***** Texto de origem *****

Embora as editoras de quadrinhos costumem recorrer a esse tipo de expediente regularmente, muitos colecionadores gostam de comprar cópias da edição número 1, acreditando que, como aconteceu com a lendária "Action Comics" n 1, que apresentou o Super-Homem, seu valor seja cada vez maior. Iniciar uma série do começo também é uma chance de angariar novos leitores, que podem não ter ânimo para começar a ler uma história em quadrinhos que já teve, por exemplo, 543 edições. Antigamente, muitos desses recomeços eram construídos a partir do que tinha sido feito antes. Agora, no entanto, a DC sinaliza que, de certa forma, não é necessário um conhecimento de quadrinhos para se entender as histórias: será como experimentar o Super-Homem pela primeira vez.
Por um lado, essa decisão parece um truque ou um último suspiro da indústria dos quadrinhos, que vem enfrentando atritos com os leitores devido ao desgaste dos personagens, a histórias desconectadas umas das outras, a preços altos e à imersão do público em videogames. Em 2006, "Civil war", uma história de grande sucesso que envolvia todos os heróis da Marvel Comics, vendeu mais de 350 mil cópias de sua edição de estreia. Neste ano, as vendas da estreia de sua última sequência, "Fear itself", ficaram em cerca de 130 mil. (Pode-se esperar mais ações como essa da Marvel. Na semana passada, a companhia anunciou que, em outubro, a série "Uncanny X-Men" publicará sua última edição, número 544, e, embora ainda não tenha anunciado um recomeço, não é difícil imaginar algo do gênero vindo por aí.)
A decisão da DC também inclui tornar as histórias disponíveis para download no mesmo dia em que chegam às bancas. Isso, claro, não é uma boa notícia para as editoras ou para a indústria em geral.
- O maior risco aqui é que se a edição digital morder uma grande fatia do faturamento das lojas e bancas que vendem quadrinhos, muitos revendedores sofrerão - diz o historiador de quadrinhos Mark Evanier, por e-mail. - A DC precisa das lojas para vender coleções de capa dura, bonecos e outros produtos.

*****

Tarefas:
(a) Segundo o texto sobre os quadrinhos da DC, quantas cópias a edição de estreia de "Civil war" vendeu em 2006?
(b) Estenda o texto sobre o recomeço das séries da DC, partindo do ponto em que ele termina.

***** Listagem de dados *****

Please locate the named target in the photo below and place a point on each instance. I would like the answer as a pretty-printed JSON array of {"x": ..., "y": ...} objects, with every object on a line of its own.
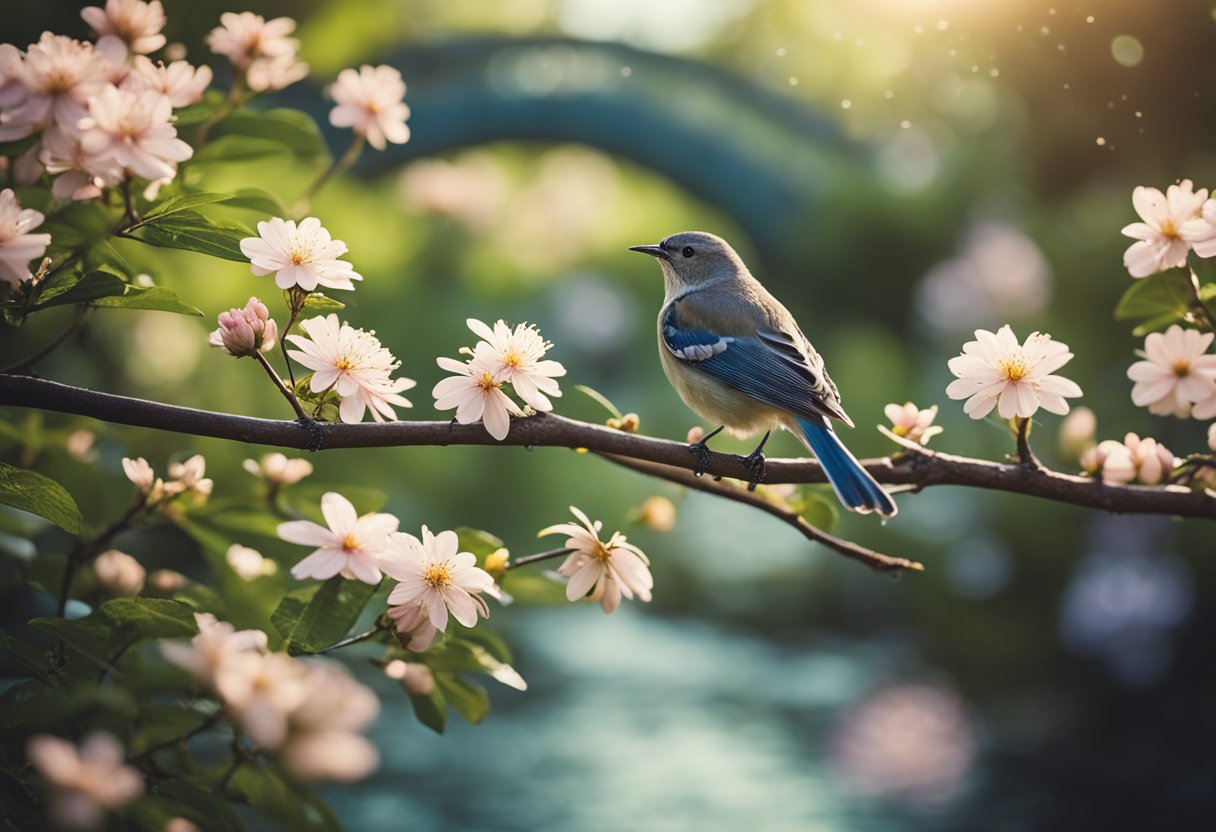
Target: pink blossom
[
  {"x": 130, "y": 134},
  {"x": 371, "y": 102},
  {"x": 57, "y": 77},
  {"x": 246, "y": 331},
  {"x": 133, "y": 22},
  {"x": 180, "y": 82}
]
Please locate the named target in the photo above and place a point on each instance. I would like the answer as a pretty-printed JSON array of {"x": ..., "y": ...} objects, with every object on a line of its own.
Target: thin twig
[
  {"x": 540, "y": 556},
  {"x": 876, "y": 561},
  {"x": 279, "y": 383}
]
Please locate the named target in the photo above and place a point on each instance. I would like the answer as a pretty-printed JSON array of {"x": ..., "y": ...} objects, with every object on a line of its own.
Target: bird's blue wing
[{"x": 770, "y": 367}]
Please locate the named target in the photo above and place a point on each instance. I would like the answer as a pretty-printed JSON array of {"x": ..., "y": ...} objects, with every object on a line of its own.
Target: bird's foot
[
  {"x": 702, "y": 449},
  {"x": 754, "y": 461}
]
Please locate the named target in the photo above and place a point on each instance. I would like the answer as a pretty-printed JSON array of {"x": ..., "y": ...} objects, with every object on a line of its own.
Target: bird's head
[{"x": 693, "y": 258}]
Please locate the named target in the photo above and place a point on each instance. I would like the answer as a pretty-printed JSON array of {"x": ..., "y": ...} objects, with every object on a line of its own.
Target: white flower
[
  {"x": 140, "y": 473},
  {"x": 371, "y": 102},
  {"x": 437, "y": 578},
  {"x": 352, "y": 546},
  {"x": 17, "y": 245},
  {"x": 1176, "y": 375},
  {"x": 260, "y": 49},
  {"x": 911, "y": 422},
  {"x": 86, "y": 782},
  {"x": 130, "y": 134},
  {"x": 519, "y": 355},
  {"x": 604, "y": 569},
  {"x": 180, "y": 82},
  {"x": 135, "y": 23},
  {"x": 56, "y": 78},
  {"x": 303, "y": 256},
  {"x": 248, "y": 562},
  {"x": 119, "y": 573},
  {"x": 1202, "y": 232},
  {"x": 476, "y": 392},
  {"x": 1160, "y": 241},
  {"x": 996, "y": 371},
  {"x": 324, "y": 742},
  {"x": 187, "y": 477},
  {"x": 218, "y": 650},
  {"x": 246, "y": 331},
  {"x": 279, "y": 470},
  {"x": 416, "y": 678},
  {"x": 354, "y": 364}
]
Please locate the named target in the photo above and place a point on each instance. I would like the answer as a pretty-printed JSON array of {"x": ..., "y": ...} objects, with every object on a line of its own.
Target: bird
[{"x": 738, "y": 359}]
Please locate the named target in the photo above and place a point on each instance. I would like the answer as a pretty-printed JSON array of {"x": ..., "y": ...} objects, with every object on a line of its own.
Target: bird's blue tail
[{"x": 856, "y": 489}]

*****

Respostas por tarefa:
(a) Mais de 350 mil cópias.

(b)
Enquanto esta renumeração tem como objetivo oferecer aos fãs um ponto de onde começar sua jornada, para outros ela pode significar a hora de descer do ônibus.
- Uma parte dos leitores fica frustrada com a não permanência de seus quadrinhos favoritos. Eles sabem que uma mudança dramática, como o casamento ou a morte do herói, será desfeita logo - diz Evanier.
Uma das séries afetadas pelo anúncio da DC é a Liga da Justiça, escrita por Geoff Johns, chefe de criação da companhia, e ilustrada por Jim Lee, coeditor, que tem a mão firme na hora de refinar ou redesenhar os uniformes dos heróis da DC. Os dois foram a uma palestra no festival Hero Complex, em Los Angeles, sábado à noite, e disseram que a primeira nova série da Liga da Justiça acontecerá no passado.
Previsivelmente, os comentários dos fãs cobriram todo o espectro, alguns expressando sua lealdade cega, outros com algum otimismo, e uns poucos profetizando o apocalipse. No momento, muitos fãs não têm certeza de que a maioria das histórias que conhecem seguirá em frente. Quando a Marvel criou a série "Universo Ultimate", em 2000, foi a partir do zero, dizendo efetivamente aos leitores para que esquecessem tudo o que sabiam sobre os personagens. A DC evitou, cuidadosamente o uso da palavra "reboot" (recomeço, em tradução livre). É triste, mas é verdade que os fãs vão chiar em relação às mudanças, mas, talvez de forma masoquista, eles ainda vão comprar as revistas (eu mesmo já fiz isso).
Então, ao mesmo tempo em que a DC, número 2 em vendas (atrás da Marvel), deve ver um incremento nas vendas em setembro, o desafio será como manter o público interessado nas próximas edições. Como um profissional que cobre essa indústria, penso no tamanho da iniciativa: 52 séries novas parecem ousadas e não oferecem garantias a respeito de alguns personagens. Também me preocupo com a logística: como alguns artistas, como Lee, podem manter uma agenda mensal como essa?
Interesse em 16 novas HQs
No final, entretanto, meu lado fã sai vencedor: atualmente eu compro um título por mês da "Legião de super-heróis" e as coletâneas do Lanterna Verde, quando são publicadas, além de ler ocasionalmente alguns relançamentos. Em setembro, estarei interessado em conhecer 16 das séries, graças à volta de alguns personagens (como a Batgirl, que parece ter superado a paralisia, o que já é controverso), a algumas equipes de criação (Grant Morrison e Rags Morales na "Action Comics", na qual os leitores serão apresentados ao Super-Homem do século XXI) e um apreço pela diversidade (o ainda gay, espero, supercasal Apollo e Midnighter em "Stormwatch", e Batwing, o Batman da África, entre outros). Se a metade de um quarto dessas séries for interessante, a DC terá ganhado um leitor.